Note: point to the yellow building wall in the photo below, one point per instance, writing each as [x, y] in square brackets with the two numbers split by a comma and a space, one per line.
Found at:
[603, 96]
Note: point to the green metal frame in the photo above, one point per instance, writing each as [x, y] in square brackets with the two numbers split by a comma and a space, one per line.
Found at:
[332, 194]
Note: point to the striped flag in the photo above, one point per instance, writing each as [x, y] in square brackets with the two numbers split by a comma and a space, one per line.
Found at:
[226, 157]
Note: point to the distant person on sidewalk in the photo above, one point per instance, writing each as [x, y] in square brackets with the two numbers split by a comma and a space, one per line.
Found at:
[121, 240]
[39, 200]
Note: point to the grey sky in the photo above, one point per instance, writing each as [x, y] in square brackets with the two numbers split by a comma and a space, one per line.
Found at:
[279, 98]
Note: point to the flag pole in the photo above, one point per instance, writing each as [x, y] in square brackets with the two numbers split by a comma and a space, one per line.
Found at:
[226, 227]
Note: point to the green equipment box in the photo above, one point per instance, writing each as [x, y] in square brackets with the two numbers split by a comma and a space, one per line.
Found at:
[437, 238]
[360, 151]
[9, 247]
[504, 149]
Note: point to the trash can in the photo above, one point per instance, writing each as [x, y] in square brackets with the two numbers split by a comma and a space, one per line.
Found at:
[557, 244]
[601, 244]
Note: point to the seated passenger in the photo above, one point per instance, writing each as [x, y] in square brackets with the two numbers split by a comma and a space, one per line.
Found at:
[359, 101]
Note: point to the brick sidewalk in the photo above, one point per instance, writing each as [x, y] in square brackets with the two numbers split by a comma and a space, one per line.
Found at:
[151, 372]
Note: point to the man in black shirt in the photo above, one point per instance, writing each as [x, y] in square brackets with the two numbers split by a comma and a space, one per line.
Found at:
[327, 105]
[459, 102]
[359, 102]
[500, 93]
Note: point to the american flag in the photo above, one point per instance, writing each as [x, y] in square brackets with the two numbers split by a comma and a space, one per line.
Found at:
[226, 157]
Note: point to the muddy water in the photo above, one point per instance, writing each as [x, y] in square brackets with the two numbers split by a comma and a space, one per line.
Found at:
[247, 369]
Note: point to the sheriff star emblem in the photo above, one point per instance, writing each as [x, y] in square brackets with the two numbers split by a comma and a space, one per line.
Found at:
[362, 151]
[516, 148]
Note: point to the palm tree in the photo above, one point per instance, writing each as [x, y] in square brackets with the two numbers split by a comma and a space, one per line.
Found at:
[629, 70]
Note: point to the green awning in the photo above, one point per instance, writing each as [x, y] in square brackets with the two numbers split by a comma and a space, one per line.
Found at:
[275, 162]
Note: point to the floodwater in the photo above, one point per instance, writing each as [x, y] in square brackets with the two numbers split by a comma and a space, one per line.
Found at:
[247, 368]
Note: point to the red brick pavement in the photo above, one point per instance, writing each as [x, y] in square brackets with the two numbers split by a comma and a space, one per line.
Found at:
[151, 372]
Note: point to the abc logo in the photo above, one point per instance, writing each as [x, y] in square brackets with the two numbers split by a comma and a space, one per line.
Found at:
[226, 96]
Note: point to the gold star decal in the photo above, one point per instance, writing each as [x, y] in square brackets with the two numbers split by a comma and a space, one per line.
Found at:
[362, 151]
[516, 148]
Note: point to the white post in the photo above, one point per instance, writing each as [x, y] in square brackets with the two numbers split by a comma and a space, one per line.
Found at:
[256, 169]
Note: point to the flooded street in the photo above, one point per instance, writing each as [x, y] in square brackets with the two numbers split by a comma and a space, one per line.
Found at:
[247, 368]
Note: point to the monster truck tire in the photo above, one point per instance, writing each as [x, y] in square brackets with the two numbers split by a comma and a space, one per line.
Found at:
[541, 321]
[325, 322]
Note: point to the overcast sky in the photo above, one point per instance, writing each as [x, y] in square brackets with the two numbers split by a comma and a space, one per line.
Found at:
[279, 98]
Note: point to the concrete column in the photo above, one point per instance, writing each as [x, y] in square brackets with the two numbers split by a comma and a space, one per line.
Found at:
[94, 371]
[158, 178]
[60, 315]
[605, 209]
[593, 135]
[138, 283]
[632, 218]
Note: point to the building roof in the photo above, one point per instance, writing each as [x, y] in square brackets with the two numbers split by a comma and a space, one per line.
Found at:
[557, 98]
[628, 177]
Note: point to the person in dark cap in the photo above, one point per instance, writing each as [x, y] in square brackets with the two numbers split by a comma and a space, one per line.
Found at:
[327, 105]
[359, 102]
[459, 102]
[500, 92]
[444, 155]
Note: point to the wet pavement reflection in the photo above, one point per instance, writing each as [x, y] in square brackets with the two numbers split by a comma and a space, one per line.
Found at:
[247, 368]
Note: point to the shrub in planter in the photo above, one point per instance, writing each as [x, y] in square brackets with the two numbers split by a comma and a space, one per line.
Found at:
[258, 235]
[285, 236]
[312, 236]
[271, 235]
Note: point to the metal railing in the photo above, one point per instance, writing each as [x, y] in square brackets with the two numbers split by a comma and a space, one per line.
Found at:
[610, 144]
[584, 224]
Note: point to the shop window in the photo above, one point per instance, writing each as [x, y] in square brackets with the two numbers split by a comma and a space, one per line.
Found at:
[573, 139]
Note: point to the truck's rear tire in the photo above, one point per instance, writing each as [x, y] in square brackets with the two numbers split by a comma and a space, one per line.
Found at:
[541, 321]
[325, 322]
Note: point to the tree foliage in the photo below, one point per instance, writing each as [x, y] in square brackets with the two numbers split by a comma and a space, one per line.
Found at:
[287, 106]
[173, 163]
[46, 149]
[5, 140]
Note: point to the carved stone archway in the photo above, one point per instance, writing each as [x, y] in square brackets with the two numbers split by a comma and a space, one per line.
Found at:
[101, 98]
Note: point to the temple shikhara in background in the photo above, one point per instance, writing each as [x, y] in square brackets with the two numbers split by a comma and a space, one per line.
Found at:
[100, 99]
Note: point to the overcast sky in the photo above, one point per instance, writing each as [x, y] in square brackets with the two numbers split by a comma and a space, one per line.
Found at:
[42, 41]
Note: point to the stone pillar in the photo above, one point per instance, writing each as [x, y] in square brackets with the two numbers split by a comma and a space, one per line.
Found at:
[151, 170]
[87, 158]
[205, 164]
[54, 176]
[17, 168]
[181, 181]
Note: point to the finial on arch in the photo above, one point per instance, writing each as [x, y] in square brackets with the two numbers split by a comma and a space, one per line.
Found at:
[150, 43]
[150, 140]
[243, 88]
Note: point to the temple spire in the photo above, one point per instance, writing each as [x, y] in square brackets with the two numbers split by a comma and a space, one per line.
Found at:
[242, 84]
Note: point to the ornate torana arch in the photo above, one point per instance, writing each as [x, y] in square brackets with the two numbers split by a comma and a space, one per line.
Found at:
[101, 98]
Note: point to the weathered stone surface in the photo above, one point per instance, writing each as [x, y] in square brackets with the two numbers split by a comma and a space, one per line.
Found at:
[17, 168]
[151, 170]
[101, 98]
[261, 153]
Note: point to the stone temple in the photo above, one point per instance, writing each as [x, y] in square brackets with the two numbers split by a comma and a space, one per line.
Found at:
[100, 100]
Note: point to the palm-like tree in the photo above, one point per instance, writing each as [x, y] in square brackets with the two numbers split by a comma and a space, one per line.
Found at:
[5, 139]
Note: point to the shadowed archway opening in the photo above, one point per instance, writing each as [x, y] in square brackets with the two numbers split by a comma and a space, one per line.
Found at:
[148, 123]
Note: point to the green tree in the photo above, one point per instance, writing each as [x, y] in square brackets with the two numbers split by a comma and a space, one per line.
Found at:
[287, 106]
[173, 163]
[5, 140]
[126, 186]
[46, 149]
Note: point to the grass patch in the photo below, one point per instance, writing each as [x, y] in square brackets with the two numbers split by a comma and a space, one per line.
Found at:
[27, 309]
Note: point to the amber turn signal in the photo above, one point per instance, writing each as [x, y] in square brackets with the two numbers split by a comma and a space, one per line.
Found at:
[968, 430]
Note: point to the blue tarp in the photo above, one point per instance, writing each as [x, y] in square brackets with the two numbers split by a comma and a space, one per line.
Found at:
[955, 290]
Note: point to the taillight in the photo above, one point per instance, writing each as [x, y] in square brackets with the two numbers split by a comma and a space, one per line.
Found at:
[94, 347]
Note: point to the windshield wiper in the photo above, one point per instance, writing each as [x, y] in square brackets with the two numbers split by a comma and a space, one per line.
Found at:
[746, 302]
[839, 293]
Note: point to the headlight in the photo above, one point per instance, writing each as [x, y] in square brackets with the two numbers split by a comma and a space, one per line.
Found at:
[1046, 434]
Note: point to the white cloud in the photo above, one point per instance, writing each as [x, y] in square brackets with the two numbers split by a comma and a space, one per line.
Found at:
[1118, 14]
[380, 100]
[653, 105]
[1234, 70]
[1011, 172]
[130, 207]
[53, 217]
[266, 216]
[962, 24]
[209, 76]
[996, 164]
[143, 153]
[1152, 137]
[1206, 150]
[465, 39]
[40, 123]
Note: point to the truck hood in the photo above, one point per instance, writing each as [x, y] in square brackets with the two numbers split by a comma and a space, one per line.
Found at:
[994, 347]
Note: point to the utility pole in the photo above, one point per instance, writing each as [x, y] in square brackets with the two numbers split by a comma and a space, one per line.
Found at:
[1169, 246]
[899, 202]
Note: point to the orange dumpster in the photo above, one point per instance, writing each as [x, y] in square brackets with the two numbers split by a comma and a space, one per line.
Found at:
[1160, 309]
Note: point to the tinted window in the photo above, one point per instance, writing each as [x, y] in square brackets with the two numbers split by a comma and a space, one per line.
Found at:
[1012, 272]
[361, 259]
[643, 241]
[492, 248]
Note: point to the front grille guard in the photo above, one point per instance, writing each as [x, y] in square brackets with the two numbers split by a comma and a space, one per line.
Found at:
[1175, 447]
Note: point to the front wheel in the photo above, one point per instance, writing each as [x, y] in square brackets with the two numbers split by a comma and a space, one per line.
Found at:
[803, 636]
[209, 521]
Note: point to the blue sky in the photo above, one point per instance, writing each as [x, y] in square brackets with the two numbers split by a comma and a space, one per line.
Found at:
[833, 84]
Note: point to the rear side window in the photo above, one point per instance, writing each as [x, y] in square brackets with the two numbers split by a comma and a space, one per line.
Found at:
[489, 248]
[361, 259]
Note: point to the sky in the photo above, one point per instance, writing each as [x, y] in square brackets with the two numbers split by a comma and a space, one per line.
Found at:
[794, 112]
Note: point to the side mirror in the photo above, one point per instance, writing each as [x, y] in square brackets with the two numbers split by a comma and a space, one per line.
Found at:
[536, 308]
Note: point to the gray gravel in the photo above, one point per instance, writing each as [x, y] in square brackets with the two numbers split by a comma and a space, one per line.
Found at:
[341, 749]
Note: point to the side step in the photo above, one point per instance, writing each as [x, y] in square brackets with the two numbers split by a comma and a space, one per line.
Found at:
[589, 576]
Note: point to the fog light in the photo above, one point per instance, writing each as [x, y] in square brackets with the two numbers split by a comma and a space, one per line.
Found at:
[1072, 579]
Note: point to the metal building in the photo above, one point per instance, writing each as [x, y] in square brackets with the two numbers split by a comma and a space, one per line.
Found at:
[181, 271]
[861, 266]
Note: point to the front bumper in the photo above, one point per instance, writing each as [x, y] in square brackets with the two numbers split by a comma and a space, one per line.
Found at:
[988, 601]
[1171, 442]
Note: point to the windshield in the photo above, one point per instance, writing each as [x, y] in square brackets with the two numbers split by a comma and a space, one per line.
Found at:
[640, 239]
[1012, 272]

What the task asks:
A single number, please: how many lines in the data above contain the string "archway"?

Answer section:
2